• [ТЕКСТ ДЛЯ ЧТЕНИЯ]:
---------------
Опубликовано в журнале Новая Русская Книга, номер 1, 2001
(Серия «Научная библиотека». Вып. XXII)
«Писатель Сталин» — очередная реплика в серии произведений (назову их «неосталинистскими»), высшие образцы которых, от «Gesamtkunstwerk Stalin» Бориса Гройса до «Голубого сала» Владимира Сорокина, совершенно покорили сердца людей, которые, по своей психофизической конституции, иначе, может быть, оставались бы равнодушными к покойным идолам. Но читатель не найдет в «Писателе Сталине» апологии когда-то процветавшего жестокого правителя, чью могилу придавили двумя железобетонными плитами (думается, не из страха перед явлением вампира, как намекает Михаил Вайскопф, — просто опасались темперамента поклонников). В этой книге нет романтики Gesamtkunstwerk’а, где художественное дарование советского вождя-самородка возносится на мистическую вершину, на которой расположен вагнеровский синтез искусств. Новую версию жития Кобы покинул и всемогущий дух моды, который вселяется теперь в народного ставленника, чтобы транслировать его устами суперсовременный стиль.
Вайскопф не случайно выбрал для изображения своего героя ипостась писателя — то есть роль весьма непопулярную в системе современного искусства. Насколько эффектнее кавказец смотрелся бы куратором, режиссером или по крайней мере редактором! Даже как поэт Сталин вызывал бы больший интерес, чем как составитель речей и статей, не только потому что такое позиционирование актуализует невозможное, но и из-за ненависти к поэзии, царящей в наши дни. Писатель Сталин «приколен» как Петрушка из народного кукольного театра. Книга могла бы стать ценным пособием для Шендеровича, автора передачи «Куклы». Как только отец народов выглядывает за рамки игрушечного пишущего механизма, его подстерегает другой двойник — «Великий диктатор» Чарли Чаплина. Комические языковые приключения советского диктатора преподносятся нам уже в первых цитатах, приводимых в книге: «если один конец классовой борьбы имеет свое действие в СССР, то другой ее конец протягивается в пределы окружающих нас буржуазных государств» (с.24); «так они куковали и куковали, и докуковались наконец до ручки»; «все загоготали в отечественном болоте интеллигентской растерянности»; «с интересующего нас предмета сняли голову и центр полемики перенесли на хвост» (с.30); «сделать круто поворот к отступлению с тем, чтобы механически отпали от оппозиции приставшие к ней грязные хвосты»; «есть на свете, оказывается, люди <…> которые находят позволительным в эту тяжелую минуту бросить камень в железнодорожников, не понимая или не желая понять, что этим они льют воду на мельницу людоедов» (с. 32) и т. д.
Видимо, Вайскопф руководствовался в своей развенчивающей работе, кроме этического пафоса, также чисто литературным желанием противостоять потоку славословий Сталину, найти какой-то свой жанр повествования о нем. Роль вдохновляющего толчка сыграла не только память о жертвах террора, но и оскомина от автоматизации приема. Причем книга «Писатель Сталин» получилась необычной, отличаясь как от романтических, так и от только лишь комических изображений правителей.
---------------
• [НАБОР ДАННЫХ]:
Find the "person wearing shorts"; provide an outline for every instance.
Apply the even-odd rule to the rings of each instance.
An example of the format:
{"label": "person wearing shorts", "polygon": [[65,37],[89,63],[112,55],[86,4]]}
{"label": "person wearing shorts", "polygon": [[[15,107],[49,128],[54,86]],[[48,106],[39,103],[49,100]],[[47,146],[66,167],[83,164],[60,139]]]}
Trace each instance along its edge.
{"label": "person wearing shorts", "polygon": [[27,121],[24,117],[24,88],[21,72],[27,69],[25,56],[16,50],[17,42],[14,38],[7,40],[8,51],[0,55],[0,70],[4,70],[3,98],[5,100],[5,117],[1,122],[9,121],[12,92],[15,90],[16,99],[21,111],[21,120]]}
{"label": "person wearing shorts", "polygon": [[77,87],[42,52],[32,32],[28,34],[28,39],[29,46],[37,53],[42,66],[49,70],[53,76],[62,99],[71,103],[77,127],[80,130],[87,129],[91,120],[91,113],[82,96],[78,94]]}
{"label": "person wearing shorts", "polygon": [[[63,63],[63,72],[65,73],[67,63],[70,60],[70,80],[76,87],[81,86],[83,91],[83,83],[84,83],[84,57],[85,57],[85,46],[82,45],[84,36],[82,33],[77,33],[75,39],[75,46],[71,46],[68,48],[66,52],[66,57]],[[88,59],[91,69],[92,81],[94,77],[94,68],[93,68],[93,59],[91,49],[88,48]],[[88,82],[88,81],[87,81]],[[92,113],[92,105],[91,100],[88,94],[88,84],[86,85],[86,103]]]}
---------------
• [ЗАДАНИЕ A]: Какую ипостась Вайскопф выбрал для изображения своего героя, согласно тексту для чтения?
• [ЗАДАНИЕ B]: Отфильтруйте листинг, оставив только строки со словом «instance». Регистр букв учитывается.

• [ОТВЕТ A]: Ипостась писателя.

• [ОТВЕТ B]:
Find the "person wearing shorts"; provide an outline for every instance.
Apply the even-odd rule to the rings of each instance.
Trace each instance along its edge.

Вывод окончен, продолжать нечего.